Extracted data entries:
((
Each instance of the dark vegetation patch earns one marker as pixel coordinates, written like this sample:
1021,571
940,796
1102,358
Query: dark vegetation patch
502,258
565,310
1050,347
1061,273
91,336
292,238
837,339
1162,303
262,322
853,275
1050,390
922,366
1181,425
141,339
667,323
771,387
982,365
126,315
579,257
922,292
))
* **Your task**:
When you retype the entries above, keep every line identical to the source.

* **Response**:
Each instance of the dark vegetation patch earns one marker as pixel coordinates, written like this sample:
1021,571
940,796
1102,358
Query: dark vegetation patch
502,258
565,310
1050,347
1061,273
91,336
292,238
837,339
1162,303
262,322
853,275
1050,390
922,366
1181,425
141,339
667,323
771,387
982,365
126,315
579,257
922,292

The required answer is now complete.